Restate the records below word for word, and omit the images they hold.

::::::::

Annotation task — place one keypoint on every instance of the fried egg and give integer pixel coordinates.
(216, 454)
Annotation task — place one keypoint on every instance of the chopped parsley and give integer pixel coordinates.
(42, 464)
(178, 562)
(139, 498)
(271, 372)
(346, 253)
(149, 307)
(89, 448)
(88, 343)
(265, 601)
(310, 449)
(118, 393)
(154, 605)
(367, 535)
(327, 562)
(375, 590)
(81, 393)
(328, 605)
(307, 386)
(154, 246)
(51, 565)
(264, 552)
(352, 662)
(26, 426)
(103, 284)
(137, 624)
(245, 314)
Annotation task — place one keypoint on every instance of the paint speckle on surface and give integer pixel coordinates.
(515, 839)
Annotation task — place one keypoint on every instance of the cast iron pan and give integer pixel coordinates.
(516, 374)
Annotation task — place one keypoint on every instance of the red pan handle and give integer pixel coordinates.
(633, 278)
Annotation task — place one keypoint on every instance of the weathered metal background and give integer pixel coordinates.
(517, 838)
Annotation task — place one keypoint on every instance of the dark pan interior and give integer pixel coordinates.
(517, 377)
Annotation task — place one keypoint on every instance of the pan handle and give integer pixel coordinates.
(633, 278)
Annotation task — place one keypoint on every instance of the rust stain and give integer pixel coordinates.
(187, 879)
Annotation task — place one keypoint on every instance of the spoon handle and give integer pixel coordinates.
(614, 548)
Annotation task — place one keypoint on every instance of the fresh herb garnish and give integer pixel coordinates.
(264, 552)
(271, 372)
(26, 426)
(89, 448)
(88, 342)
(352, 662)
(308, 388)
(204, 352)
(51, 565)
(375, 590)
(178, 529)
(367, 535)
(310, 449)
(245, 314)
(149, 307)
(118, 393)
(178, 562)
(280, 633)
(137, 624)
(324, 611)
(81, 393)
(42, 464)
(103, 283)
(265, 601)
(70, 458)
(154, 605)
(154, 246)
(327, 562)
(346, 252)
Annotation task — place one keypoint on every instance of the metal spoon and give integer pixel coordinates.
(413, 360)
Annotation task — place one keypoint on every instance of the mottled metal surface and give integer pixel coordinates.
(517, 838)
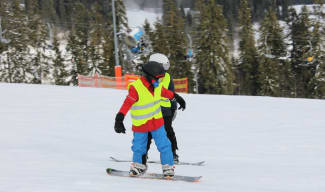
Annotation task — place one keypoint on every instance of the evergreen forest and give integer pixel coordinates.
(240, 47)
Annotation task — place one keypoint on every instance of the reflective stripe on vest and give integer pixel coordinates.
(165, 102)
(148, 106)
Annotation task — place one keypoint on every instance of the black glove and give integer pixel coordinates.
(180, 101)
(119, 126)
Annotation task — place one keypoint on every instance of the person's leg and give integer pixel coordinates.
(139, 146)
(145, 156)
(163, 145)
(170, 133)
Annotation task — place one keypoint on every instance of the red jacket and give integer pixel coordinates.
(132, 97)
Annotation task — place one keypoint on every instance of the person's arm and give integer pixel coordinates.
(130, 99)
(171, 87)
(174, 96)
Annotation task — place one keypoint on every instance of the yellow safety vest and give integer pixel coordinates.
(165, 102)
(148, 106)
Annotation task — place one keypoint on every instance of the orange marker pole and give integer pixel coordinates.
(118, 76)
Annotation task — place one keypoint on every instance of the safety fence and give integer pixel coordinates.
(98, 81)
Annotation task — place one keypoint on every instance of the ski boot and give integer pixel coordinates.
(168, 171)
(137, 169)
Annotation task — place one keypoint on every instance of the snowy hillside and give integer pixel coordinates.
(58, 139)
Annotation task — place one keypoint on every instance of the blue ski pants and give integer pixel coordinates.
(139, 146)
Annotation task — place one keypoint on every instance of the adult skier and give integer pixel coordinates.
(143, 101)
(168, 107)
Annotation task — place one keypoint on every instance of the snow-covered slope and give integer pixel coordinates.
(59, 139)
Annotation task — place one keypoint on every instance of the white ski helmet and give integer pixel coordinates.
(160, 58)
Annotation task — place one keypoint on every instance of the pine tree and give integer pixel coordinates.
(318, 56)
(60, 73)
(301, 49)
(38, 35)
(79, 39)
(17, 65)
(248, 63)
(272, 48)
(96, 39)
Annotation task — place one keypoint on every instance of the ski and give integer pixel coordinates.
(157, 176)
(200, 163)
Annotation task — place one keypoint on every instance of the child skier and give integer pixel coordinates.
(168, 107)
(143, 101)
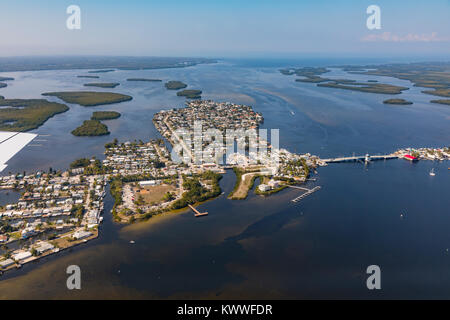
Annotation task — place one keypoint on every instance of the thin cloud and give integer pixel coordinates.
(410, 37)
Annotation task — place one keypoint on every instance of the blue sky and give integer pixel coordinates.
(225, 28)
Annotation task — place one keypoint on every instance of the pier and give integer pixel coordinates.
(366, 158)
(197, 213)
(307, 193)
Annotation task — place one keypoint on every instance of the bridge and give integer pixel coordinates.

::::::::

FINISHED EXERCISE:
Annotation task — place one keypoint on every instance of the fried egg and give integer pixel coordinates.
(216, 454)
Annotation task — place one keypoint on every instance of the chopped parsley and give integer pixel coordinates.
(42, 464)
(178, 562)
(139, 498)
(271, 372)
(346, 253)
(149, 307)
(89, 448)
(88, 343)
(265, 601)
(310, 449)
(118, 393)
(154, 605)
(367, 535)
(327, 562)
(375, 590)
(81, 393)
(328, 605)
(307, 386)
(154, 246)
(51, 565)
(264, 552)
(352, 662)
(26, 426)
(103, 284)
(137, 624)
(245, 314)
Annotation task — place one keypoint on every instance of the paint speckle on surface and give integer pixel coordinates.
(515, 839)
Annotation task — place one keypoint on every instance of the cast iron pan and give integer pixel coordinates.
(516, 374)
Annotation task — place one keypoint on every instance of the red pan handle and give integer pixel coordinates.
(633, 278)
Annotation task — place one keypoint on every instance of the weathered metal background and give integer pixel coordinates.
(517, 838)
Annotation task — place one keypoint on every instance of the dark pan interior and give integer pixel coordinates.
(517, 377)
Annotation task — place one keypoint on every instance of the pan handle and give integer pixel coordinates.
(633, 278)
Annotation task — place one keypoint on every instance of the rust stain and give integer pixel coordinates.
(187, 879)
Annotation task — place one keypoint on every instance of the spoon handle and give integer pixel coordinates.
(614, 548)
Annotation task — place one keypoint on every instance of the fresh herb garnish and give integer pixel coordinates.
(264, 552)
(271, 372)
(26, 426)
(89, 448)
(88, 342)
(352, 662)
(308, 388)
(204, 352)
(51, 565)
(375, 590)
(178, 529)
(367, 535)
(310, 449)
(245, 314)
(149, 307)
(118, 393)
(178, 562)
(280, 633)
(137, 624)
(324, 611)
(81, 393)
(42, 464)
(103, 283)
(265, 601)
(70, 458)
(154, 605)
(154, 246)
(327, 562)
(346, 252)
Annotation task — place one keypoint on every instance of the metal spoon and give integer pixel coordinates.
(413, 360)
Annotation task — place one keypoint on every instance of the mottled metal surface and give integer pixel coordinates.
(517, 838)
Annotation task — place one keypoint on every instance of the evergreen forest and give integer pixel coordinates.
(240, 47)
Annotation task — place one keypoint on every instance of the reflective stripe on vest and give integer pixel coordinates.
(165, 102)
(148, 106)
Annotation task — place one keypoint on every instance of the black glove and give integer pixel coordinates.
(180, 101)
(119, 126)
Annotation task — place one keypoint on every instance of the person's leg and give integer pixel coordinates.
(139, 146)
(145, 156)
(163, 145)
(170, 133)
Annotation task — place one keypoint on every instance of the red jacket and give integer pixel coordinates.
(132, 97)
Annotation task — place one keypoint on every instance of the person's arm and give integer pixel coordinates.
(130, 99)
(171, 87)
(174, 96)
Annotation task — place one keypoint on every instance of the yellow safety vest and give integer pixel coordinates.
(165, 102)
(148, 106)
Annotation task — place one keypoint on every instance of the orange marker pole and give integer pixel coordinates.
(118, 76)
Annotation task — place one keypoint on every instance of the safety fence and give integer pixel coordinates.
(98, 81)
Annotation task — place one keypoint on every instance of the ski boot and give integer pixel coordinates.
(168, 171)
(137, 169)
Annotation task — place one keypoint on every instance of the snowy hillside and give integer pixel coordinates.
(58, 139)
Annotation task — place one keypoint on every instance of the blue ski pants and give integer pixel coordinates.
(139, 146)
Annotation task — place one keypoint on every instance of the adult skier and give integer pixel coordinates.
(143, 101)
(168, 107)
Annotation task — place one keypoint on every instance of the snow-covered slope and give integer pixel coordinates.
(59, 139)
Annotation task — place one keypoint on every instance of the white ski helmet and give integer pixel coordinates.
(160, 58)
Annotation task — place one keypoint on every instance of the pine tree and give integer pixel coordinates.
(318, 56)
(60, 73)
(301, 49)
(38, 35)
(79, 39)
(17, 65)
(248, 63)
(272, 48)
(96, 39)
Annotation task — place one keypoint on every instance of the ski and give integer pixel coordinates.
(157, 176)
(200, 163)
Annotation task — place one keypoint on every instance of the child skier and give integer pixel coordinates.
(168, 107)
(143, 101)
Annotation task — place one keypoint on every instance of the thin cloud and give integer pixel coordinates.
(410, 37)
Annotation task — place one keypoint on every instance of the blue sky and give integer pixel coordinates.
(225, 28)
Annotation task — place one keypoint on every instance of the pier and give integer pixel coordinates.
(366, 158)
(197, 213)
(307, 193)
Annotation task — place one keypoint on every instance of the bridge and give integer pixel coordinates.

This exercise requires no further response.